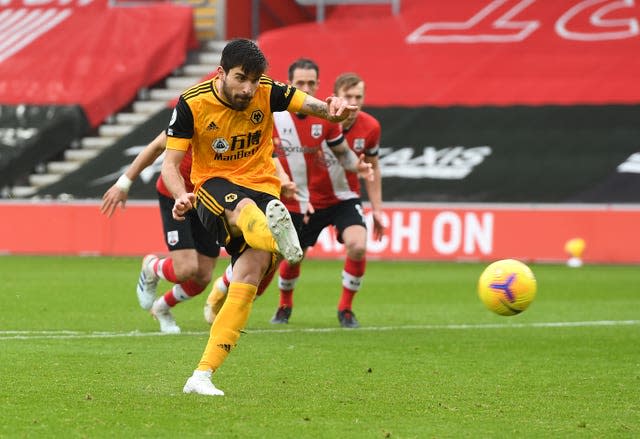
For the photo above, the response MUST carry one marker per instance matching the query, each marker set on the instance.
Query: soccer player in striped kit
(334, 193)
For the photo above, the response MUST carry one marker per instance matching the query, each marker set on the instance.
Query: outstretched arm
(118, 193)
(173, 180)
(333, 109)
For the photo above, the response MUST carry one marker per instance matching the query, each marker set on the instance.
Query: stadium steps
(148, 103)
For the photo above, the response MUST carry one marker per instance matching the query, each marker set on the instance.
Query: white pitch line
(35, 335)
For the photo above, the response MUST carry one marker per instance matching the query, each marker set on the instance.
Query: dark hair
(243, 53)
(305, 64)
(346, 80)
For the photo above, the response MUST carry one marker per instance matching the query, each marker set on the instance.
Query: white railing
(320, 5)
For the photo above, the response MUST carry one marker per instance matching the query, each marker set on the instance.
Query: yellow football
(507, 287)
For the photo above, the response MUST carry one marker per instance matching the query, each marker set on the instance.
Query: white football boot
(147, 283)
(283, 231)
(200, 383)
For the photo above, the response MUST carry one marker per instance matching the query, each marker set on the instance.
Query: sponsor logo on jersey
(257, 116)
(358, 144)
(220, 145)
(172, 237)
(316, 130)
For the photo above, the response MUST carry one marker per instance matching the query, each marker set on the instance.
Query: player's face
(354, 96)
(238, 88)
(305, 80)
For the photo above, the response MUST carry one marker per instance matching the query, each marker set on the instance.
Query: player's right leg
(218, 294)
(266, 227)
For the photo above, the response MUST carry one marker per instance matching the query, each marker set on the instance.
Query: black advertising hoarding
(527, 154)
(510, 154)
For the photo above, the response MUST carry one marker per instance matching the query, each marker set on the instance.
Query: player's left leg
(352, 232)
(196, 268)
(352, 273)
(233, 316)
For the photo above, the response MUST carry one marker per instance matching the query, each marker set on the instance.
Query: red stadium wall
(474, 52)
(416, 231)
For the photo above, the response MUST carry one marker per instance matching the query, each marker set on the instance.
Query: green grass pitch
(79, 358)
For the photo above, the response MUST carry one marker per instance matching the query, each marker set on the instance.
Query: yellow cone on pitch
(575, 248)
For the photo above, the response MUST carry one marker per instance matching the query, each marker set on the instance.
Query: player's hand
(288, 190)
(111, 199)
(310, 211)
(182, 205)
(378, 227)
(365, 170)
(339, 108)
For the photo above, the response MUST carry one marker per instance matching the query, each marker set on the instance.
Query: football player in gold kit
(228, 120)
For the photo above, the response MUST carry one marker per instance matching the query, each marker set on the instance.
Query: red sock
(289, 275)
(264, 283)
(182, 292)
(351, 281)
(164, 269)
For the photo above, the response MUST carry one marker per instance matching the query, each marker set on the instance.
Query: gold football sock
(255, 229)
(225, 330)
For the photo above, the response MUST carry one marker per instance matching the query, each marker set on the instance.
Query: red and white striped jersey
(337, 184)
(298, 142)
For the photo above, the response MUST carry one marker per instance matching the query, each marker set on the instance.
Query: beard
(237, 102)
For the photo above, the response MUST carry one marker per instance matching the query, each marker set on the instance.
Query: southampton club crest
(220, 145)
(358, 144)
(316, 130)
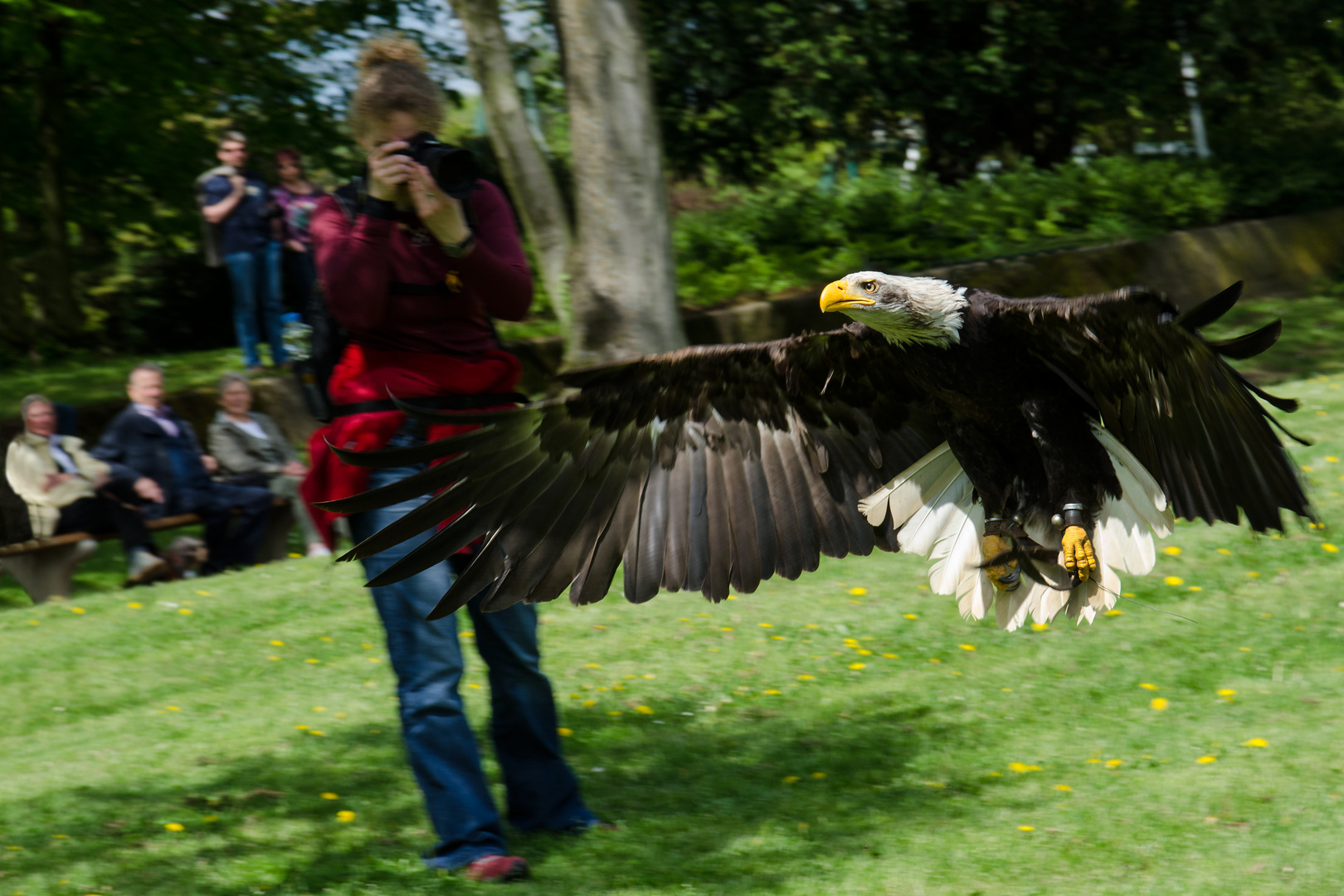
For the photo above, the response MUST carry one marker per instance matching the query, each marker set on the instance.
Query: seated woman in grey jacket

▶ **Task item**:
If a record holds a picture, leave the picture out, but copy everything else exactly.

▶ **Solved problem**:
For the photo above, the response MUST carry one marker per instance matching the query, each marker set on the instance.
Query: soccer player in striped kit
(334, 193)
For the photo above, the response MUST carry one marker per instance matching the query, each marker set on the instance.
Query: outstretched arm
(118, 193)
(173, 180)
(333, 109)
For the photo above, the response MUST carry one marker per instance matching the query, each marker set on the instance.
Query: stadium steps
(148, 103)
For the photo above, the response MUST carry one marker per instance matching the query, each marker set on the instance.
Query: white pitch line
(35, 335)
For the photo above, the response MUST carry one marker per instance matching the query, each marker set on the instance.
Query: dark hair
(243, 53)
(305, 64)
(346, 80)
For the photo above, the response MUST carry one marker per instance matching the query, each marker set on the instance.
Query: white railing
(320, 5)
For the photo above, the response MUST carry one marker per instance matching the query, each marker set on the instance.
Query: yellow football
(507, 287)
For the photo above, the response MUST carry one marker per instance matching the query, each marker set on the instance.
Query: white football boot
(147, 283)
(283, 231)
(200, 383)
For the photo above, the response MUST carry one marker per instance matching the query, each marker set on the instance.
Query: sponsor logo on jersey
(257, 116)
(358, 144)
(220, 145)
(172, 237)
(316, 130)
For the photo above, the response MUST carry one marker per instance matching the query, each marker set on the instance.
Query: player's face
(354, 96)
(238, 88)
(305, 80)
For the photo above, the response MUST carry one marker per instance matching the query, each marker set on the instance.
Query: player's right leg
(218, 294)
(266, 227)
For the photo above, the response MUST carry one marker per instance matching the query, each marker set on the instance.
Query: black advertising hoarding
(527, 154)
(510, 154)
For the photo above, the response MUST carry one marker per instance matching the query, each marker set on the instance.
Query: player's left leg
(352, 232)
(196, 268)
(352, 273)
(233, 316)
For the photo above, the response MUST carry one marker per instance matching the query, each marker set on the instance.
Query: red stadium wall
(474, 52)
(416, 231)
For the photo above, the response MUST carry one marker per instance matching the query, each marker set on the instance.
Query: green grass pitch
(79, 358)
For the photo above, the response MUST carry one marker per instance matching the query, each marker set on the instance.
Query: yellow cone on pitch
(575, 248)
For the photo above, the response MUST carry one marker per instance matching the query, each marker set on the instance.
Query: player's hand
(288, 190)
(111, 199)
(310, 211)
(182, 205)
(378, 227)
(365, 170)
(339, 108)
For the photo above, the response MUST carry one marker per instance matching the query, each marker set on the instance.
Query: football player in gold kit
(228, 120)
For the photo above, the response MUST carry one marker per instance matching the query, each marker set on the instance.
Query: red sock
(289, 275)
(264, 283)
(182, 292)
(351, 281)
(164, 269)
For the photo above, the response MUST carry one marker per instance matching the query, each marker set on the instance.
Query: gold football sock
(255, 229)
(225, 330)
For the photo above, the response MUST carry one marker per instance matching the query, each marker set on the instance.
Query: red and white striped jersey
(337, 184)
(298, 142)
For the photo above, the response MUST carry one marker per instance matching the query, each marker set on the instance.
Query: beard
(237, 102)
For the photo above, the response MUST carry one marker per instance matching the query, each marker set on the instance.
Query: southampton club crest
(220, 145)
(358, 144)
(316, 130)
For the photo above, the response MUST carry one marker per instance matching the query, each marker set on the instance.
Query: seated woman in grey jacket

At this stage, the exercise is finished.